DIRECTIONS ->
1) In the review of Sword and Citadel, substitute "mountain town" for "cliff city" and give the passage starting at "Monday, August 29, 2016" and ending at "equally mysterious territory.".
2) Translate this sentence from the review of Sword and Citadel into Spanish: "No character, however, surprises as much as Severian himself."

SOURCE TEXT ->
== == ==

Monday, August 29, 2016

Sword and Citadel

Cover image for Sword and Citadel by Gene Wolfe, 411 pages

Sword and Citadel collects the third and fourth novels in Gene Wolfe's landmark The Book of the New Sun series, the centerpiece of his Solar Cycle.  The Sword of the Lictor finds Severian plying his trade as a Torturer in the cliff city of Thrax, his life stable again for the first time since leaving the Citadel.  Needless to say, this cannot and does not last, and events - and his own conscience - conspire to force Severian to become a fugitive.  The Citadel of the Autarch begins where The Sword of the Lictor ends, and carries Severian into new, unknown lands and dangers as well as back to more familiar but, as it turns out, equally mysterious territory.

For all the high concepts and plot twists, Sword and Citadel is fairly straightforward - neither novel has the hallucinatory, disorienting quality of The Claw of the Conciliator.  Old characters and settings return, often in surprising forms, but the revelations never seem forced or arbitrary.  No character, however, surprises as much as Severian himself.  The Book of the New Sun, taken as a whole, is a masterful performance of literary sleight of hand which subverts, inverts, possibly perverts but just as possibly converts readers' expectations.

== == ==

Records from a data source
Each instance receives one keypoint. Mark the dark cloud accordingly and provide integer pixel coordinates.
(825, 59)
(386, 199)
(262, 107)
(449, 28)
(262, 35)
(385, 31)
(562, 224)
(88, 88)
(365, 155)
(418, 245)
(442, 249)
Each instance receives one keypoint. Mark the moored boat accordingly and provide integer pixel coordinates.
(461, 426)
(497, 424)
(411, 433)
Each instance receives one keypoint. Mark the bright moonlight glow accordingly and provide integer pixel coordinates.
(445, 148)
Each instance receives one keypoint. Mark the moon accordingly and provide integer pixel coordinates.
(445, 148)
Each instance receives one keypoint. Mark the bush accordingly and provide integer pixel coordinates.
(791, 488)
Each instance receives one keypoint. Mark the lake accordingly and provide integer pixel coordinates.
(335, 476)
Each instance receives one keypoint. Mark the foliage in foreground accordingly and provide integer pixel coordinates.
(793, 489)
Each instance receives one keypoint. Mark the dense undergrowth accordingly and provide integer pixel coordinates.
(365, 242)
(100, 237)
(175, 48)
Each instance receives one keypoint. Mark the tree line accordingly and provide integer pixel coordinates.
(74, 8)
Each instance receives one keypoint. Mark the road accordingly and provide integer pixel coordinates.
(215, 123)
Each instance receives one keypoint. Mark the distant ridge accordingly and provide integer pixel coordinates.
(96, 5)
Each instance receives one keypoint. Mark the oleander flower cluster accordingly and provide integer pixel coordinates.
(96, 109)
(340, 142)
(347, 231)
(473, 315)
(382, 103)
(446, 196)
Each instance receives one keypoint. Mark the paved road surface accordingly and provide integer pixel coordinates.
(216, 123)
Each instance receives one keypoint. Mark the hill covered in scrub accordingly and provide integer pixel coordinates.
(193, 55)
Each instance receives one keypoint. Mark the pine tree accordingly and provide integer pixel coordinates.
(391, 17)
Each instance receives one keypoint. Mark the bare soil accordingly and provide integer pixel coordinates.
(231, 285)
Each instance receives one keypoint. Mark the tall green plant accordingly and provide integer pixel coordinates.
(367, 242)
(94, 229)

== == ==

ANSWER SET ->
1)
Monday, August 29, 2016

Sword and Citadel

Cover image for Sword and Citadel by Gene Wolfe, 411 pages

Sword and Citadel collects the third and fourth novels in Gene Wolfe's landmark The Book of the New Sun series, the centerpiece of his Solar Cycle.  The Sword of the Lictor finds Severian plying his trade as a Torturer in the mountain town of Thrax, his life stable again for the first time since leaving the Citadel.  Needless to say, this cannot and does not last, and events - and his own conscience - conspire to force Severian to become a fugitive.  The Citadel of the Autarch begins where The Sword of the Lictor ends, and carries Severian into new, unknown lands and dangers as well as back to more familiar but, as it turns out, equally mysterious territory.

2) Sin embargo, ningún personaje sorprende tanto como el propio Severian.